Document excerpt -
•••

James was tremendously keen on these exercises, regularly making his own contributions to the learned disputes, and allowing the sessions to continue in St Mary’s without complaint for as long as five hours: hardly surprising that he fell asleep in the play that followed. But King James clearly left the Oxford men convinced that in the new king they had someone who shared their own intellectual appetites.

Now, my room with its peculiar decorations is in the shadow of St Mary’s church. If the roses and thistles have anything to do with James’ visit (which is undoubtedly a very big “if”, but I’m stumped for another explanation), it may just be that they are part of the general beautification of the city that was undertaken in preparation for the royal visit. However, the Cambridge witness talks, as one would expect, of a polishing up of the externals: “Against the King’s coming to Oxford, it was provided, that all rayles, posts, barrs of windows, casements, and pumpes, should be newly paynted, and all armes were newly tricked. The like was done also in all the streets of the City, and at the severell Gates thereof, with dials and such like; the streets were very finely paved and well swept.”

•••

Data extract -
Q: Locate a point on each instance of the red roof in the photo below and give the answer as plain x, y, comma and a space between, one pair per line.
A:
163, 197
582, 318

•••

What the task requires -
In the passage about King James's visit to Oxford, how long did James let the sessions in St Mary's go on without complaint? Answer from the passage about King James's visit to Oxford alone, without using the listing.

Complete response -
As long as five hours.